── Material provided ──

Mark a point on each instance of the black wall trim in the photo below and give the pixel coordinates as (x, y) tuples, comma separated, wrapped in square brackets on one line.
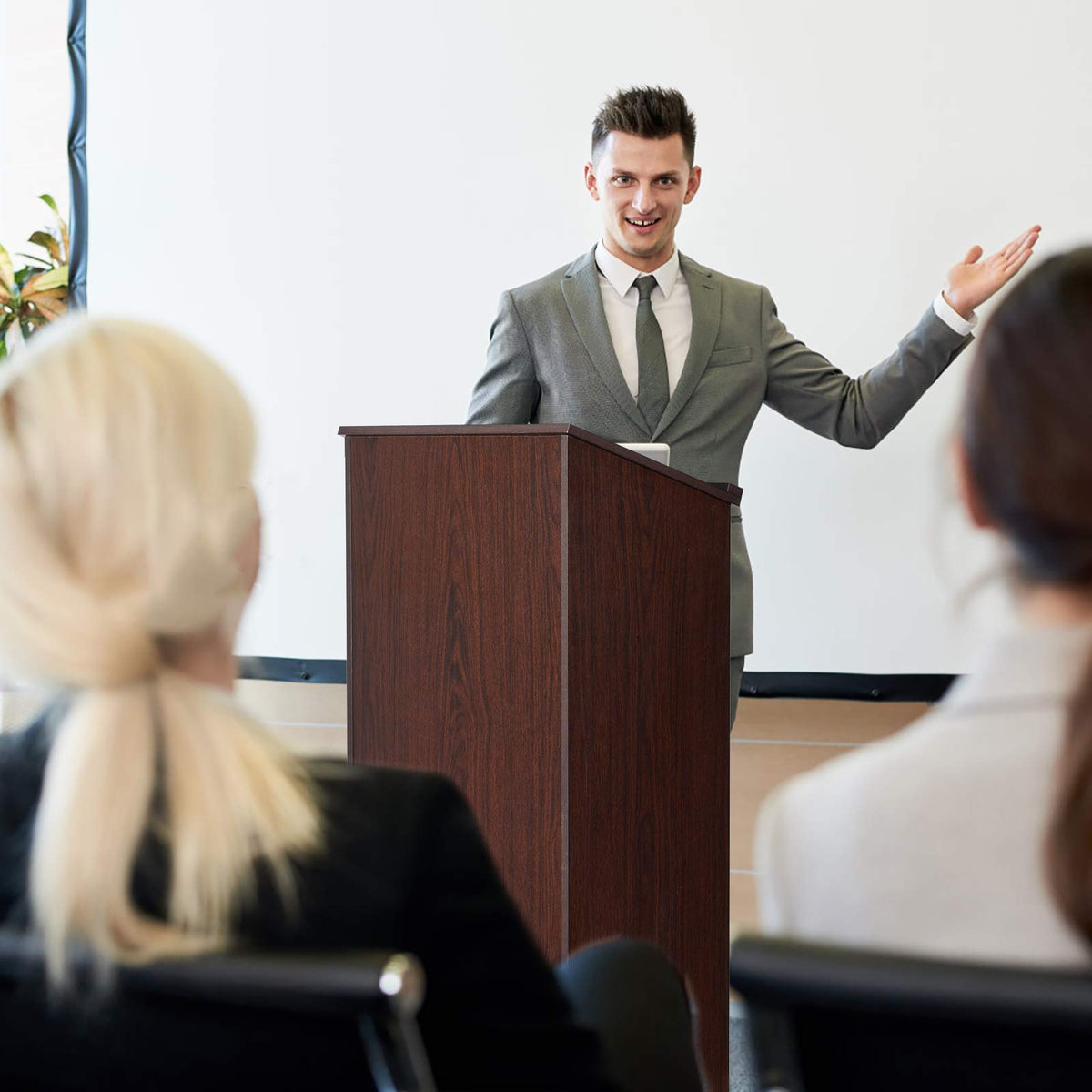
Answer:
[(834, 685), (844, 687), (281, 670), (77, 157)]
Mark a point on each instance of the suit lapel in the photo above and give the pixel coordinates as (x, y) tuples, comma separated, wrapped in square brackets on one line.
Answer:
[(705, 325), (580, 287)]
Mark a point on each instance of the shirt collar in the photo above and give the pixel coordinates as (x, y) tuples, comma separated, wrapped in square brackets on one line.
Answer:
[(622, 277)]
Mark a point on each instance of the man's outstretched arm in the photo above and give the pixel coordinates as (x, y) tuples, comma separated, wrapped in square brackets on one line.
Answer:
[(508, 392), (809, 390)]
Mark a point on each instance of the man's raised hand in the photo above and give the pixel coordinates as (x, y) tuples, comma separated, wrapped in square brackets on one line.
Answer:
[(973, 281)]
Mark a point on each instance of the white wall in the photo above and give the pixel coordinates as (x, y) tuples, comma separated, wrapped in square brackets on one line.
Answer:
[(332, 197)]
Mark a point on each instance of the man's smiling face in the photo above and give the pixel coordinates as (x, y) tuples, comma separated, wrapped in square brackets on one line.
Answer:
[(642, 186)]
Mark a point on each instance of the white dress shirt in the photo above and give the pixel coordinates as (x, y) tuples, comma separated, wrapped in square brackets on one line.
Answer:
[(671, 304)]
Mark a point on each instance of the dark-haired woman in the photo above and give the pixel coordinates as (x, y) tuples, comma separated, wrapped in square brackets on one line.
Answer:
[(969, 834)]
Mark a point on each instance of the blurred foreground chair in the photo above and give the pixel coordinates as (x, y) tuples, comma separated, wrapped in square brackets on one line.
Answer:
[(824, 1018), (285, 1020)]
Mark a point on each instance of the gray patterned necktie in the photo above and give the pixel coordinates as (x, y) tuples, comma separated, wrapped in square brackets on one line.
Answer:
[(652, 392)]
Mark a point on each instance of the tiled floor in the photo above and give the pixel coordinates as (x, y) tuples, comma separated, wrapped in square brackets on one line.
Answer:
[(774, 740)]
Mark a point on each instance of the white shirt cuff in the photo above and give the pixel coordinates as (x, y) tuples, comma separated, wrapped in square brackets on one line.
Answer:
[(953, 318)]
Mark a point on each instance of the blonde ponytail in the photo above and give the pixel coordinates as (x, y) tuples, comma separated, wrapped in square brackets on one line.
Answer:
[(125, 464)]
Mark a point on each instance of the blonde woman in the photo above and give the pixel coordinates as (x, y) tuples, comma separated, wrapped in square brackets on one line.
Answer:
[(146, 814)]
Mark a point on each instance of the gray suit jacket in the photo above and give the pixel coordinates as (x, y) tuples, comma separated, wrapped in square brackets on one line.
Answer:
[(551, 360)]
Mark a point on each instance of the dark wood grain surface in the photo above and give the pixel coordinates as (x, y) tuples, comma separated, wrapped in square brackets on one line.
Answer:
[(544, 618), (648, 689), (454, 637)]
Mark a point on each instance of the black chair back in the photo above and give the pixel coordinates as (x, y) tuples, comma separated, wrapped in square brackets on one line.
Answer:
[(285, 1020), (849, 1019)]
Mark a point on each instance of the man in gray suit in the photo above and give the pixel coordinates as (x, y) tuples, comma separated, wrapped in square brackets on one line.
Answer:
[(636, 342)]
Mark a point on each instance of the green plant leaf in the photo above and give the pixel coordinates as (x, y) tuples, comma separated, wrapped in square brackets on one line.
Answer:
[(50, 244), (26, 272), (52, 278), (63, 228), (6, 272), (48, 307)]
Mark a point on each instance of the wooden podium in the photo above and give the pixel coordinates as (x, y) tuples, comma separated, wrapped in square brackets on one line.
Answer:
[(543, 616)]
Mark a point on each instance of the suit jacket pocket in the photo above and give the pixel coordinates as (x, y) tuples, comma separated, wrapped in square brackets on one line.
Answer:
[(734, 354)]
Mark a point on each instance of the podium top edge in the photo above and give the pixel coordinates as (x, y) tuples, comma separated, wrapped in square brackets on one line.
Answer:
[(731, 492)]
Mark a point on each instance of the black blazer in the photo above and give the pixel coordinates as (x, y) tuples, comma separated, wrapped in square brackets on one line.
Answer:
[(403, 867)]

───

## Direction:
Please repeat the material from the line with "Mark a point on each instance of the man in" to the line with "[(636, 342)]", swapping "gray suit" for "charcoal suit" and leaving everything else the same.

## Exercise solution:
Mark a point on each instance of the man in charcoal suit in the photo above and give the pixel coordinates as (x, y) tuples, comma separated, wrapped in square brackets on one line.
Answer:
[(636, 342)]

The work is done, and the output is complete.